*FRAGMENT DOKUMENTU*:

– Przymusowe szczepienia są dla dzieci. Przymusowe szczepienia ma każdy Polak, jak jedzie do Gambii, Zambii, Senegalu. Będę optował, że jednak ludzi po 65. roku życia trzeba przymusowo zaszczepić przeciw COVID – powiedział w poniedziałek na antenie TVN24 prof. Krzysztof Simon.
Profesor Krzysztof Simon powiedział w „Faktach po Faktach”, że każdy ruch ma swoje plusy i minusy. – Rozszerzaliśmy zakres szczepionek jako Rada Medyczna doradzając ministrowi zdrowia, premierowi, dlatego że tych szczepionek nie było i także dlatego, że dla jednej szczepionki Astra Zeneca, przy dłuższym jej rozdziale, odpowiedź immunologiczna na ryzyko rozwoju choroby była nieco większa o kilkanaście procent w stosunku do krótszego szczepienia – wyjaśnił.
Simon mówił, że dłuższy czas między dawkami powodował, że ludzie zaszczepieni nawet jedną dawką też chorowali. – Takich przypadków mamy bardzo wiele – dodał.
Wesprzyj nas już teraz!
Powiedział również, że problemem jest to, że mamy starszych ludzi z wielochorobowością, którzy umierają mimo że przyjęli dwie dawki szczepionki. Dodał, że jest kwestia, czy szczepienia powinny być przymusowe dla ludzi starszych.

*POLECENIE*: Wypisz w całości i bez żadnych zmian tekst o wypowiedzi prof. Krzysztofa Simona na temat szczepień przeciw COVID. Materiał nie ma żadnego związku z powyższym tekstem.

*MATERIAŁ DO ANALIZY*:
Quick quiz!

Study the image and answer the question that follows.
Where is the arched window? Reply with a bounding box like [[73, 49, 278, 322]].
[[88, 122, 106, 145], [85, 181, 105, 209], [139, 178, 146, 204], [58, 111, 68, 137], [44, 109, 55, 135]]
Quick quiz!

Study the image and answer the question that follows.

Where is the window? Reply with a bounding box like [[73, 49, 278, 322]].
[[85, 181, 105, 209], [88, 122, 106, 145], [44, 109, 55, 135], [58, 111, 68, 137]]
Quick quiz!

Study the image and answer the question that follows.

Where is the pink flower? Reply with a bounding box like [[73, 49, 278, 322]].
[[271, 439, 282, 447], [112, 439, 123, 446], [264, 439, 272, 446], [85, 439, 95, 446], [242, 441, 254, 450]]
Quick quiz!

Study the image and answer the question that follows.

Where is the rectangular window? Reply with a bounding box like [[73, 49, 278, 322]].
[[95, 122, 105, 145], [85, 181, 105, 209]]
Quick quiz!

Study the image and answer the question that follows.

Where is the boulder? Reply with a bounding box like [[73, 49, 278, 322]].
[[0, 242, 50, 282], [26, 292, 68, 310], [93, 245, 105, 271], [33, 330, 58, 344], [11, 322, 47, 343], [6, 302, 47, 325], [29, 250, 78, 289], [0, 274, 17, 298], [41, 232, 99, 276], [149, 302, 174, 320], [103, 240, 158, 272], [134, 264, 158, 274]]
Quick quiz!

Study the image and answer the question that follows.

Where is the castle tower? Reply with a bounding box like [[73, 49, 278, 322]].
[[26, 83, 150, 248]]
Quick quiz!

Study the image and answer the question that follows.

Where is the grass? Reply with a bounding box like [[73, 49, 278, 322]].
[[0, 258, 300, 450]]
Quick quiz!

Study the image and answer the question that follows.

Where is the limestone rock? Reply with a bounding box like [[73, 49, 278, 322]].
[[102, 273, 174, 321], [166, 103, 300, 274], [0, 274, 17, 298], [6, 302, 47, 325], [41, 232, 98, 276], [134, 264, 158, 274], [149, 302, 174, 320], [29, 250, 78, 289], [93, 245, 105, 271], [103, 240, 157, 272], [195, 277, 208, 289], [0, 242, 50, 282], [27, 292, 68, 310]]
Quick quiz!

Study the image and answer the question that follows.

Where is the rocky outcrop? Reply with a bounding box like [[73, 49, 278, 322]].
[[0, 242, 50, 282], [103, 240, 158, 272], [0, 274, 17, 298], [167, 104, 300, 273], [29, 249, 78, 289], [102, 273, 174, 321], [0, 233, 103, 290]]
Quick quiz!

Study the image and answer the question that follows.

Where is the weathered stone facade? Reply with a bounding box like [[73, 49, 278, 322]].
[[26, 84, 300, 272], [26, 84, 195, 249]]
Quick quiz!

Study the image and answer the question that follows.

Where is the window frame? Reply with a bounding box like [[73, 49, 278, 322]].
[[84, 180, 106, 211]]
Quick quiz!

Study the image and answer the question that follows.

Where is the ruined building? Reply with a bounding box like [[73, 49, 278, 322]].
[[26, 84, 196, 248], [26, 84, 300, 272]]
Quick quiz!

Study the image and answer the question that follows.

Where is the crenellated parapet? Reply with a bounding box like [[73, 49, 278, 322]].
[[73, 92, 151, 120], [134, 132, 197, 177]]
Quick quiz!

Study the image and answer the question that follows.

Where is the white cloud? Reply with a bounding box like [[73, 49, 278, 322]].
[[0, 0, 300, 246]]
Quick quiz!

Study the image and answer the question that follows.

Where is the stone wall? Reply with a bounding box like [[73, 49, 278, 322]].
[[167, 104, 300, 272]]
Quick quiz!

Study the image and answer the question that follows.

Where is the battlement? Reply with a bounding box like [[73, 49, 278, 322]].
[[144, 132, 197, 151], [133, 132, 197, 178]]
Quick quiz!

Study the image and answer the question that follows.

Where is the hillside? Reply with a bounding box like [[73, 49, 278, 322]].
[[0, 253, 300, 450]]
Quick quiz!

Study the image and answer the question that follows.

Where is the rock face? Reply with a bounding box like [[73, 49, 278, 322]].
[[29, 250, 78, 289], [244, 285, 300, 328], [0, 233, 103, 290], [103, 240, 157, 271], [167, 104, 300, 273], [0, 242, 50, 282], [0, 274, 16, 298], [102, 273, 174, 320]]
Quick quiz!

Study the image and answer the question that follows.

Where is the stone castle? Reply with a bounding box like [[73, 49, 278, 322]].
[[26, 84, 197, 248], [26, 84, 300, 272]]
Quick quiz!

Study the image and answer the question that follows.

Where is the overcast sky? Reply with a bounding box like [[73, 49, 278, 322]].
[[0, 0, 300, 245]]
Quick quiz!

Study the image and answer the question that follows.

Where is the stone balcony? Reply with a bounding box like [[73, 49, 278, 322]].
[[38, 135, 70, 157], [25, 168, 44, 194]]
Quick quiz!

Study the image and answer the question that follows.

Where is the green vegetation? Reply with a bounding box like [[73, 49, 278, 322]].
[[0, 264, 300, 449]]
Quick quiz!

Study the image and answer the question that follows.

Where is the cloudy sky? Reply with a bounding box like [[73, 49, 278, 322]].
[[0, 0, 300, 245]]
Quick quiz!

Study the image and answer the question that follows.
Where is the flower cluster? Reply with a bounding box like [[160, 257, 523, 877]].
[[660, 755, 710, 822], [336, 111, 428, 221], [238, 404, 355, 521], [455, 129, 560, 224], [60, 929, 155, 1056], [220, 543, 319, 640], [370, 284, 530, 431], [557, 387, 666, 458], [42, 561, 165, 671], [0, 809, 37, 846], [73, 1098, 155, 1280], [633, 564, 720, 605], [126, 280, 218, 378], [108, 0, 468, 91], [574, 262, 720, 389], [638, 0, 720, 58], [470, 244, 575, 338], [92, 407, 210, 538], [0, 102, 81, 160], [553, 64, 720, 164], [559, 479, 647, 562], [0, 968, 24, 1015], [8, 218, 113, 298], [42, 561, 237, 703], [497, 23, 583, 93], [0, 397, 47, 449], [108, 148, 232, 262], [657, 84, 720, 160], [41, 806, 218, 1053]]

*ROZWIĄZANIE PISEMNE*:
– Przymusowe szczepienia są dla dzieci. Przymusowe szczepienia ma każdy Polak, jak jedzie do Gambii, Zambii, Senegalu. Będę optował, że jednak ludzi po 65. roku życia trzeba przymusowo zaszczepić przeciw COVID – powiedział w poniedziałek na antenie TVN24 prof. Krzysztof Simon.
Profesor Krzysztof Simon powiedział w „Faktach po Faktach”, że każdy ruch ma swoje plusy i minusy. – Rozszerzaliśmy zakres szczepionek jako Rada Medyczna doradzając ministrowi zdrowia, premierowi, dlatego że tych szczepionek nie było i także dlatego, że dla jednej szczepionki Astra Zeneca, przy dłuższym jej rozdziale, odpowiedź immunologiczna na ryzyko rozwoju choroby była nieco większa o kilkanaście procent w stosunku do krótszego szczepienia – wyjaśnił.
Simon mówił, że dłuższy czas między dawkami powodował, że ludzie zaszczepieni nawet jedną dawką też chorowali. – Takich przypadków mamy bardzo wiele – dodał.
Wesprzyj nas już teraz!
Powiedział również, że problemem jest to, że mamy starszych ludzi z wielochorobowością, którzy umierają mimo że przyjęli dwie dawki szczepionki. Dodał, że jest kwestia, czy szczepienia powinny być przymusowe dla ludzi starszych.